▶ **Provided data**:
:::
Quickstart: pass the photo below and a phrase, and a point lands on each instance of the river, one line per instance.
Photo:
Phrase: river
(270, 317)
:::
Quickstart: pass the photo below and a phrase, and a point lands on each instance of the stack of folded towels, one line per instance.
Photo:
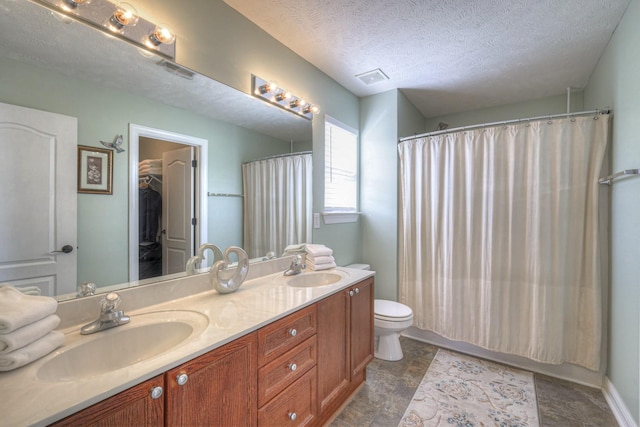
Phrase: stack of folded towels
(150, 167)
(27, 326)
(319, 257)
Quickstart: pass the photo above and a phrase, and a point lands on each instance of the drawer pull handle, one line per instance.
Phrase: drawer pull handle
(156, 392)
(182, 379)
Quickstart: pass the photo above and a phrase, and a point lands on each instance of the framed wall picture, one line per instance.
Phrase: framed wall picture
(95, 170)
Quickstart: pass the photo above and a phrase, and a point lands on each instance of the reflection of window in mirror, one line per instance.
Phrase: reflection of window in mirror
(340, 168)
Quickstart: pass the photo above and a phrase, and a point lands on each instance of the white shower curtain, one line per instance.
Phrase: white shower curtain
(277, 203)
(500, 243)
:::
▶ **Work to complete**: Copy out each line of the data that includes the string "point".

▶ **Exercise output**:
Quickstart: pass the photo below and a phrase, and a point lands on each instance of the river, one line per instance.
Quickstart: pass the photo below and a phrase, and a point lands on each instance of the stack of folded towels, one line per instance.
Quickstart: pass the photo above and a phrase, and a point lands on each instance of the drawer pull handle, one line per instance.
Quickstart: pass the photo above and a phrase, and a point lands on each instance of the framed wall picture, one line per instance.
Quickstart: pass the photo above and a phrase, and a point lands on each instance of the reflection of window in mirror, one line per instance.
Quickstart: pass the photo above and a phrase, and a point lands on each instance of the white shower curtain, one line per instance.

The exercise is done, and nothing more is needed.